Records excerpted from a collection
● ● ● ● ● ● ●
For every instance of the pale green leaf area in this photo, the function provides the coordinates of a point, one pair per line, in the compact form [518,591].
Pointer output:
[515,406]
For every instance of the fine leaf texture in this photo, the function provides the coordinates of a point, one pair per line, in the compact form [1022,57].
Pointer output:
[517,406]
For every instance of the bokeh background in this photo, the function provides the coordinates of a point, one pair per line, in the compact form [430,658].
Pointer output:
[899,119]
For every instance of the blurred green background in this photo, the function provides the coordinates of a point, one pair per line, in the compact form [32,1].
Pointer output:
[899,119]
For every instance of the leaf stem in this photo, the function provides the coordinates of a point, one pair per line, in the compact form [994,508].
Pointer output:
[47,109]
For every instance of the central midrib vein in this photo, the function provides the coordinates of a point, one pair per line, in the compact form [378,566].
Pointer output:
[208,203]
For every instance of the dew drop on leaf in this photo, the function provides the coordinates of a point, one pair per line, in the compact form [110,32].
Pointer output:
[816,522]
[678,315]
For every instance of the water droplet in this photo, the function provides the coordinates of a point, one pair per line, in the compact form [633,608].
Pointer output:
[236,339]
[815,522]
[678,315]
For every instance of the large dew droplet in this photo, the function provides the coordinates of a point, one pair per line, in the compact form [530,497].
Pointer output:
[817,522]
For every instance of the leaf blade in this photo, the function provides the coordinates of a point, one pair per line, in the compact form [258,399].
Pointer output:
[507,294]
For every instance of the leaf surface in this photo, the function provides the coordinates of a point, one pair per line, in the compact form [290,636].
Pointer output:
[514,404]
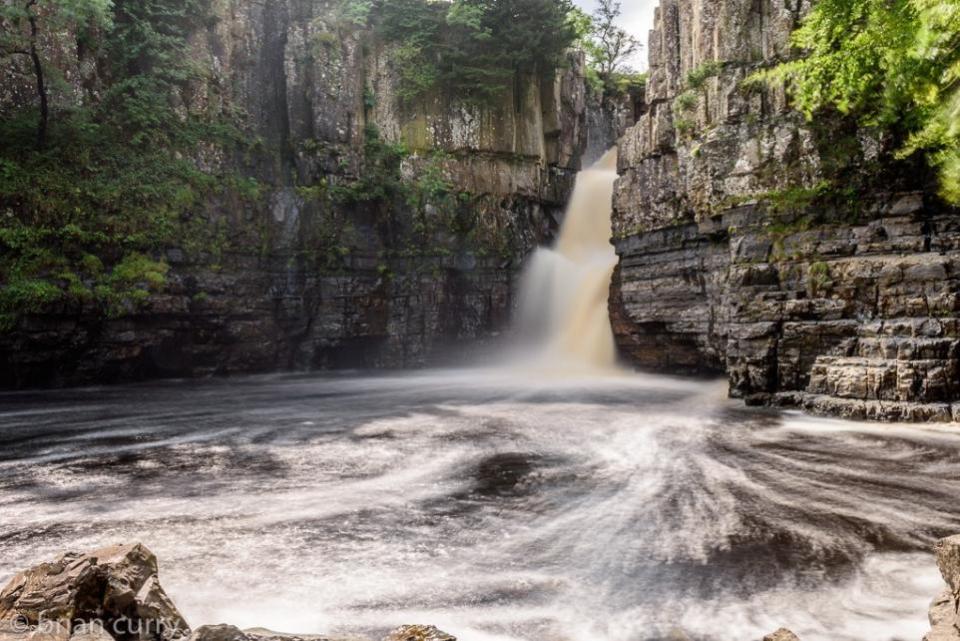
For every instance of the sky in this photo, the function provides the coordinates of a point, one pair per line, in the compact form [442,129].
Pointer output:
[637,18]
● ● ● ● ● ● ●
EXERCISE INSTRUCTIONS
Set the records down again precisely, skipping every image.

ANSWER BOX
For every instance of the pale green leaf area in this photo, the function provides the coordinates of a point, one pair per line, in the compact form [518,591].
Pointer output:
[515,406]
For every instance of the fine leaf texture in this photo, the function provides the coordinates of a point, one pair per line, in the compact form [1022,57].
Pointer output:
[517,406]
For every instance of the bokeh background in this photo, the function provides the coordinates of a point, one pair per line, in the compact form [430,658].
Pointer output:
[899,119]
For every instance of the blurred green background in this photo, the function provides the coordinates of a point, one pair per line, in the compact form [32,1].
Pointer output:
[899,119]
For every instance of the leaf stem in this photo, the function provides the coordinates of a point, one pair per line, in the compact form [994,508].
Pointer output:
[47,109]
For every instance of the central midrib vein in this photo, the function provides the coordinates of a point, one pair per line, in the compact form [378,566].
Pointer output:
[208,203]
For every instance of the dew drop on leaf in this photo, the function provides the coordinates of a point, one pair per line, in the compact form [110,32].
Pointer output:
[816,522]
[678,315]
For every instance of the water droplet in this photo, the function provides the coordinates of a point, one pair per line, in the compact form [633,608].
Pointer output:
[236,339]
[815,522]
[678,315]
For every instance of the large dew droplet in this photo, the function provides the coordinates of a point, one pair per line, in the compact form [530,497].
Pointer output:
[817,522]
For every instance of the leaf blade in this photo, the function provides the coordinates of a point, one pair per line, in the compact form [258,399].
Pointer output:
[507,294]
For every instance of the leaf surface in this photo, the function provides the coordinates of a point, one pair per line, in the compact form [290,636].
Pointer output:
[514,404]
For every instance of the sky in this photo, the function provides the coordinates of a point, one pair per line, in the compact form [442,129].
Pointer output:
[637,18]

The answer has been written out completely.